Verslag vergadering Commissie voor Landbouw, Visserij en Plattelandsbeleid
Verslag
Het antwoord wordt gegeven door minister Brouns.
De heer Dochy heeft het woord.
Minister, dit is een dossier dat hier meerdere malen aan bod is gekomen, namelijk dat van de zeeboerderij voor de kust van Nieuwpoort. Colruyt Group is gestart met de voorbereidingen, de eerste fase voor die zeeboerderij Westdiep. Daar wil men Belgische mosselen kweken, en in een volgende fase ook oesters en zeewier. Na het verkrijgen van de nodige vergunningen ging men op zoek naar partners voor de installatie en het onderhoud van de mossellijnen. De stad Nieuwpoort heeft zich bij de kortgedingrechter verzet tegen het krijgen van die vergunning, maar die gaf groen licht voor de bouw van de zeeboerderij. Vandaar dat Colruyt Group reeds is gestart met die bouw. Er zijn ondertussen echter nog procedures die lopen, die vermoedelijk in de maand november hun beslag zullen krijgen, onder andere bij de Raad van State. De stad stelt zich dus nog altijd vragen bij de haalbaarheid van die zeeboerderij voor de kust.

- [GETOONDE RECORDS]

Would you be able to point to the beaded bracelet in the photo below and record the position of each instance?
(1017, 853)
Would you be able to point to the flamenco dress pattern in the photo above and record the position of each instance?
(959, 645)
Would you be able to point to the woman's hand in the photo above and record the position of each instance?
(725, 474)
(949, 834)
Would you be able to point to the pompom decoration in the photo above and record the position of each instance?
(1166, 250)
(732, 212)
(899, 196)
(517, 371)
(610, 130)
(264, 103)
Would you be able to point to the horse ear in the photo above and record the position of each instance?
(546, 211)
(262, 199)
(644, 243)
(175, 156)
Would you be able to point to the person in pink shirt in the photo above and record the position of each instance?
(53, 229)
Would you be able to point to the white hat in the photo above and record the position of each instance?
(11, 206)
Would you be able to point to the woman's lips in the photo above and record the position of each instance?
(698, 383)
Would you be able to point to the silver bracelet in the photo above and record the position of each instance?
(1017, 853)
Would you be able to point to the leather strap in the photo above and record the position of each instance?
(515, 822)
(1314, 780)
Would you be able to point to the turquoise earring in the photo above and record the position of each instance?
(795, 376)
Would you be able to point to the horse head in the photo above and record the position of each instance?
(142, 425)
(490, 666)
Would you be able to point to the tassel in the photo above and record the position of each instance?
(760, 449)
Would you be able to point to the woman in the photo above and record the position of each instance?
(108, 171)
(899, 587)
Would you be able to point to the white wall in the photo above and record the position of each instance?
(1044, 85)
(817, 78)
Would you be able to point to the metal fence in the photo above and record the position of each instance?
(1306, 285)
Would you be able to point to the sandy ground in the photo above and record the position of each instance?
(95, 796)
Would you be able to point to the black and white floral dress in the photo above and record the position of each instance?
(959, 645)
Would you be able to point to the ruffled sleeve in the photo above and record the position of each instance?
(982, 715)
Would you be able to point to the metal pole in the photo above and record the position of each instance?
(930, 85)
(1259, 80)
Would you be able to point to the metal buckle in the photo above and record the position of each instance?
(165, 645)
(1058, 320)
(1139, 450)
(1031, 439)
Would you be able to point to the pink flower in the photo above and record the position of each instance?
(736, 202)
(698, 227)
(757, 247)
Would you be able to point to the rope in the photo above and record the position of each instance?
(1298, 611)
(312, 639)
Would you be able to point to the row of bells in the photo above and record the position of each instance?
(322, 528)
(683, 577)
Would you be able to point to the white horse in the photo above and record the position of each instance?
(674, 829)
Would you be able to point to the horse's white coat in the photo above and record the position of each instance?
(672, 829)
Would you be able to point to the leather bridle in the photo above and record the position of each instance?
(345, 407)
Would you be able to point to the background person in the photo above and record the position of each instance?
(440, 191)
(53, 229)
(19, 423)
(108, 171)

- [OPDRACHTEN]
a) Wijzig in de records "rope" in "cord" en geef ze verder ongewijzigd weer. Begin bij de regel met "Would you be able to point to the black" en stop na het laatste record.
b) Vervolg het verslag over de zeeboerderij voor de kust van Nieuwpoort na de laatste zin ervan.

- [ANTWOORDEN PER OPDRACHT]
a)
Would you be able to point to the black and white floral dress in the photo above and record the position of each instance?
(959, 645)
Would you be able to point to the ruffled sleeve in the photo above and record the position of each instance?
(982, 715)
Would you be able to point to the metal pole in the photo above and record the position of each instance?
(930, 85)
(1259, 80)
Would you be able to point to the metal buckle in the photo above and record the position of each instance?
(165, 645)
(1058, 320)
(1139, 450)
(1031, 439)
Would you be able to point to the pink flower in the photo above and record the position of each instance?
(736, 202)
(698, 227)
(757, 247)
Would you be able to point to the cord in the photo above and record the position of each instance?
(1298, 611)
(312, 639)
Would you be able to point to the row of bells in the photo above and record the position of each instance?
(322, 528)
(683, 577)
Would you be able to point to the white horse in the photo above and record the position of each instance?
(674, 829)
Would you be able to point to the horse's white coat in the photo above and record the position of each instance?
(672, 829)
Would you be able to point to the leather bridle in the photo above and record the position of each instance?
(345, 407)
Would you be able to point to the background person in the photo above and record the position of each instance?
(440, 191)
(53, 229)
(19, 423)
(108, 171)

b)
Minister, dat leidt mij tot de volgende vragen. Welke partners zijn aan het werk voor de installatie en het onderhoud van de mossellijnen? Hoe verloopt de samenwerking ermee? Ik verneem ook dat er uitdagingen zijn in kader van de veiligheid en dat sommige partners zich zouden terugtrekken. Wat zijn de uitdagingen en de mogelijke risico’s? Hoe zal dat eventueel worden aangepakt?
Minister Brouns heeft het woord.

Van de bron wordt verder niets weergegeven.